DIRECTIVE: Would it be possible to quote, exactly and in full, the lines from the one with "[locate] bus wheel" through the end of the entries below?

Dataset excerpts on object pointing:

---+---

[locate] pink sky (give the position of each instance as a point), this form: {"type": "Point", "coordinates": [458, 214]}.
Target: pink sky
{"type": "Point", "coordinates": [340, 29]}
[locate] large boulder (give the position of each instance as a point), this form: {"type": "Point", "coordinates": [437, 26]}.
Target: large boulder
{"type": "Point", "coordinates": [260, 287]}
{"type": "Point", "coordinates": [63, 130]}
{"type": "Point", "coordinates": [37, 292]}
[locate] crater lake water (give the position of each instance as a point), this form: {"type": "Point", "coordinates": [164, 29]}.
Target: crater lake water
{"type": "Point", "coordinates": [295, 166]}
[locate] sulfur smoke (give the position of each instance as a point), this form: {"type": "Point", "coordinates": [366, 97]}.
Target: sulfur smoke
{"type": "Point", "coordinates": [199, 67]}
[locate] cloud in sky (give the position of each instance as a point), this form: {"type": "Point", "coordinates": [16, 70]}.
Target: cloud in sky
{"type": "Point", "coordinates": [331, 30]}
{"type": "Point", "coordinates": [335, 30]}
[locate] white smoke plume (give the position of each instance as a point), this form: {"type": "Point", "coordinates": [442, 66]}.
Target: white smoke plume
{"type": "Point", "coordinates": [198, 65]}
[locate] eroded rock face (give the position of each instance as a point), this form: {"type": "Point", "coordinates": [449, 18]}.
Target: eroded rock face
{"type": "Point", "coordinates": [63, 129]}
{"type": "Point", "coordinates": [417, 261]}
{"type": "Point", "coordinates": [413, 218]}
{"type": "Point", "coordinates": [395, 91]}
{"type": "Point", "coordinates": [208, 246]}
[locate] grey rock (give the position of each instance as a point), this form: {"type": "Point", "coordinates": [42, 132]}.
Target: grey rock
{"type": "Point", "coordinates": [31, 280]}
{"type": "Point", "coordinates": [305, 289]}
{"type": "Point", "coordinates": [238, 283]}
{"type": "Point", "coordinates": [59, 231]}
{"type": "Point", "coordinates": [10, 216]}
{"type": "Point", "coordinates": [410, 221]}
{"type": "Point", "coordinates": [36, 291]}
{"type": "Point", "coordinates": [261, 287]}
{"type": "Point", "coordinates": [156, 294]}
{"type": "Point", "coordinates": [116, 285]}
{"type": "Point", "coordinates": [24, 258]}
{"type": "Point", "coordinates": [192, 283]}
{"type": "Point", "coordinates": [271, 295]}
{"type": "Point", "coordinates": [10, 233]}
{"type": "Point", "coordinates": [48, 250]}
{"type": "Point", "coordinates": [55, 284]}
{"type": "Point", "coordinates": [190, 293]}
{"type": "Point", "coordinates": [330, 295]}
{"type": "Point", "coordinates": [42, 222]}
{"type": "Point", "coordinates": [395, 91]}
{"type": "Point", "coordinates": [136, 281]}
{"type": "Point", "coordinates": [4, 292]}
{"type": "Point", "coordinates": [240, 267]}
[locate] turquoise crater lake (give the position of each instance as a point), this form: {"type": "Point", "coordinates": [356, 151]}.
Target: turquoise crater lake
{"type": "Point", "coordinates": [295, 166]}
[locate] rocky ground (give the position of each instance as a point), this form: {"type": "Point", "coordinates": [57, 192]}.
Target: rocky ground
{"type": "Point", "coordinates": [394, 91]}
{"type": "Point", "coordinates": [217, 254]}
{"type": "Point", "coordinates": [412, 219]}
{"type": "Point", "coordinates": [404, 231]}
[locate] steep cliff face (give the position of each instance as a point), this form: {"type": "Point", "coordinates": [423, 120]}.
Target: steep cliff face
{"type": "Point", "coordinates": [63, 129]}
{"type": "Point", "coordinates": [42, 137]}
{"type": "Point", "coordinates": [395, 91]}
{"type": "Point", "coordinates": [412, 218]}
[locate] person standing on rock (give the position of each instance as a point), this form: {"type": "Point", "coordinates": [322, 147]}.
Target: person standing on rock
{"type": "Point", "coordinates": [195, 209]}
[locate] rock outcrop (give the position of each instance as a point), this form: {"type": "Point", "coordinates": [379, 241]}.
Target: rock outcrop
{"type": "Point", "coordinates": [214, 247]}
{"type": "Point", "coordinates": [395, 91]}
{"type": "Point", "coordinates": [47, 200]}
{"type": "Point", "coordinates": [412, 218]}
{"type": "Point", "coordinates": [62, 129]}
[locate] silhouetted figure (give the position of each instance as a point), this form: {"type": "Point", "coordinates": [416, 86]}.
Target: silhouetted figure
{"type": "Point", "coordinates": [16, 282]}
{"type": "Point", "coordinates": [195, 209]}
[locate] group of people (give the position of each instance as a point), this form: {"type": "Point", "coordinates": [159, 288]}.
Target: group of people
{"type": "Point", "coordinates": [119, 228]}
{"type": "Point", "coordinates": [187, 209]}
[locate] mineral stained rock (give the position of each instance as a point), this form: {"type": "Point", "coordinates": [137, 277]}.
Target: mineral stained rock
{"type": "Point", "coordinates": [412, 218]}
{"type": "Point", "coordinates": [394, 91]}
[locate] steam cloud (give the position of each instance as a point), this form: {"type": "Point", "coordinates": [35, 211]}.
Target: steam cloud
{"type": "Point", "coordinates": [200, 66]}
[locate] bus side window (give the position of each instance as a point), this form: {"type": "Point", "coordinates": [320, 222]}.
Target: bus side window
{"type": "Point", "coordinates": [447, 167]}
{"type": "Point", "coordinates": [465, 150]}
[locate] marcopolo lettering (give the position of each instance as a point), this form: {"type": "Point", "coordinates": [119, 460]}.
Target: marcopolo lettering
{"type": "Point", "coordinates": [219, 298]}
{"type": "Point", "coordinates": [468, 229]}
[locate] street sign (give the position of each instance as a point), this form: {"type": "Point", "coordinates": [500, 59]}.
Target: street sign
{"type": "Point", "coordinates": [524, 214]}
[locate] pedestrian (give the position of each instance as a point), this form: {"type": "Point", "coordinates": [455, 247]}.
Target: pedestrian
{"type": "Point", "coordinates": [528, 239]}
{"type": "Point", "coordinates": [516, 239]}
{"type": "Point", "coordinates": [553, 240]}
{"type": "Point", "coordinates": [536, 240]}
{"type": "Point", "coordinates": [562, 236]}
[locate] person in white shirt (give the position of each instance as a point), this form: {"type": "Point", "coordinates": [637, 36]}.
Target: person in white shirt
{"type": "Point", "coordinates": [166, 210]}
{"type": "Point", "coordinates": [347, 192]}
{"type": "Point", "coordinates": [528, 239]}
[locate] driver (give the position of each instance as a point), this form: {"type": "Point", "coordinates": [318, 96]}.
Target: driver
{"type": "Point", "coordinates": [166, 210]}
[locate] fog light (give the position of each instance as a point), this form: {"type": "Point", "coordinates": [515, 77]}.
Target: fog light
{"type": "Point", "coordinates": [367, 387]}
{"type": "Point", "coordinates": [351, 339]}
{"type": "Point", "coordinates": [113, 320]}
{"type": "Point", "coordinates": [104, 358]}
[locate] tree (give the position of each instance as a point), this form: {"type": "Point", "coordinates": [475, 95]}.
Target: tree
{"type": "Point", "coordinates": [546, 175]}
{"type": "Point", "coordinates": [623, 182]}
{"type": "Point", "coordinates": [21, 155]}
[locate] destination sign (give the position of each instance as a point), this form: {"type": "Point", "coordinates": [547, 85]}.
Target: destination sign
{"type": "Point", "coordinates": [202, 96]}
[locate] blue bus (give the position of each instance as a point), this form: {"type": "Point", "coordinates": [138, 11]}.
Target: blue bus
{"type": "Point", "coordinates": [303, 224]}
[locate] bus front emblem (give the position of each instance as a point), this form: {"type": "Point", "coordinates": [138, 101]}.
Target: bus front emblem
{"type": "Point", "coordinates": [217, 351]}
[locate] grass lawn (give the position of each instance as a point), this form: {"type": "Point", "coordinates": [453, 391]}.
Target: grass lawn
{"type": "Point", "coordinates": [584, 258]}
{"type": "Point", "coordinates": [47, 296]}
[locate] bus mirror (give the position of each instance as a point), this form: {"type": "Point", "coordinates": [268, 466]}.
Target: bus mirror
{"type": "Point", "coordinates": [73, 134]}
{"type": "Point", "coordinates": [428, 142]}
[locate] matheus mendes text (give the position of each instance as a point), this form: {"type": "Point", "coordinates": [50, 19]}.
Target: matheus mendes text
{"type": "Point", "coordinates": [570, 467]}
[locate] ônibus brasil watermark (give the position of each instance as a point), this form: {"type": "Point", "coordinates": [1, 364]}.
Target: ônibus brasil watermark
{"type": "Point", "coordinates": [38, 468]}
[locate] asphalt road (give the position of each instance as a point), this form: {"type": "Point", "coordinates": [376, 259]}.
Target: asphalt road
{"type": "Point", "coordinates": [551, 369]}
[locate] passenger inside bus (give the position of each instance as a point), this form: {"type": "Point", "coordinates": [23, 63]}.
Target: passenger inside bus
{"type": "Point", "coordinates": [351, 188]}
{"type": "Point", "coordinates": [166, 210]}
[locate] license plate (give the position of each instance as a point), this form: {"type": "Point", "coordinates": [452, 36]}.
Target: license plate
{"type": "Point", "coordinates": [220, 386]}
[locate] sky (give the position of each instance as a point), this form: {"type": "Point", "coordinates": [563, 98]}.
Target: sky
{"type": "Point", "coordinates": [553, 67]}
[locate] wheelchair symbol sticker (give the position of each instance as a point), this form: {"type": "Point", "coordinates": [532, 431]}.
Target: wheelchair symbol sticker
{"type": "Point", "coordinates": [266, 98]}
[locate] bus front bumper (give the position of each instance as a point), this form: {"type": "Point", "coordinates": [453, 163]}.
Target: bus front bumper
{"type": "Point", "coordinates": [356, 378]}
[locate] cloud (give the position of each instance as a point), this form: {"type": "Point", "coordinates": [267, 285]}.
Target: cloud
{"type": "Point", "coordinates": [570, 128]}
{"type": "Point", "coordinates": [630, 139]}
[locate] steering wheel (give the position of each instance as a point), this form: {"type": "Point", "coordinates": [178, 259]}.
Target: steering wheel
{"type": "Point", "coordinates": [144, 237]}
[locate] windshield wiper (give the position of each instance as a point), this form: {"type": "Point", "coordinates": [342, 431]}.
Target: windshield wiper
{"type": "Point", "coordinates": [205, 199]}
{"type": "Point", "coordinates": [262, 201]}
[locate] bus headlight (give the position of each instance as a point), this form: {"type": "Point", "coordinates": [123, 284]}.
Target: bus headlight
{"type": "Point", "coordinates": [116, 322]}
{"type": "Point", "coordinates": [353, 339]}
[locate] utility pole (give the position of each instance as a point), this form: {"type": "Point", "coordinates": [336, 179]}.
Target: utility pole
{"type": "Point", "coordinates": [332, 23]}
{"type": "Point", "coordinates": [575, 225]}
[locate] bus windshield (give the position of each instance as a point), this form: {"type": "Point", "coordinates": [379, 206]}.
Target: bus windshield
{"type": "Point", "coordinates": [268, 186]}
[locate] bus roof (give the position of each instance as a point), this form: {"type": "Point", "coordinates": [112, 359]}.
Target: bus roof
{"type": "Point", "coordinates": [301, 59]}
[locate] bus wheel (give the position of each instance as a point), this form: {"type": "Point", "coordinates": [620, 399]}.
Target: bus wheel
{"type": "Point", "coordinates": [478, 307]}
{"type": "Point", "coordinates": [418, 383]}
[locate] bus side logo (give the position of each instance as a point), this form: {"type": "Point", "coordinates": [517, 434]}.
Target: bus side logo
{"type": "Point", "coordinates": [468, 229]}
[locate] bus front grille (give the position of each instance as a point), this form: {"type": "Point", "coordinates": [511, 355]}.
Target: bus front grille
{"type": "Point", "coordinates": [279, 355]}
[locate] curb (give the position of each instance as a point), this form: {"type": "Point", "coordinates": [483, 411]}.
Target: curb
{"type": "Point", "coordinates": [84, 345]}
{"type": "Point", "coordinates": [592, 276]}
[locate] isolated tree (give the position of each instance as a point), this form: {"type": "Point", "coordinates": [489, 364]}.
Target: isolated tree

---+---

EXERCISE SOLUTION:
[locate] bus wheel (give the position of each instance as a point), this form: {"type": "Point", "coordinates": [620, 399]}.
Target: bus wheel
{"type": "Point", "coordinates": [478, 307]}
{"type": "Point", "coordinates": [418, 383]}
[locate] bus side logo (give the position of each instance as a point), this form: {"type": "Point", "coordinates": [517, 434]}.
Target: bus side logo
{"type": "Point", "coordinates": [468, 229]}
[locate] bus front grille (give the position of each instance as a point), this form: {"type": "Point", "coordinates": [511, 355]}.
Target: bus front grille
{"type": "Point", "coordinates": [279, 355]}
[locate] curb (give the position of each instance as a point), this form: {"type": "Point", "coordinates": [483, 411]}.
Target: curb
{"type": "Point", "coordinates": [84, 345]}
{"type": "Point", "coordinates": [592, 276]}
[locate] isolated tree (give the position of each instance as a point), this form: {"type": "Point", "coordinates": [489, 364]}.
Target: isolated tree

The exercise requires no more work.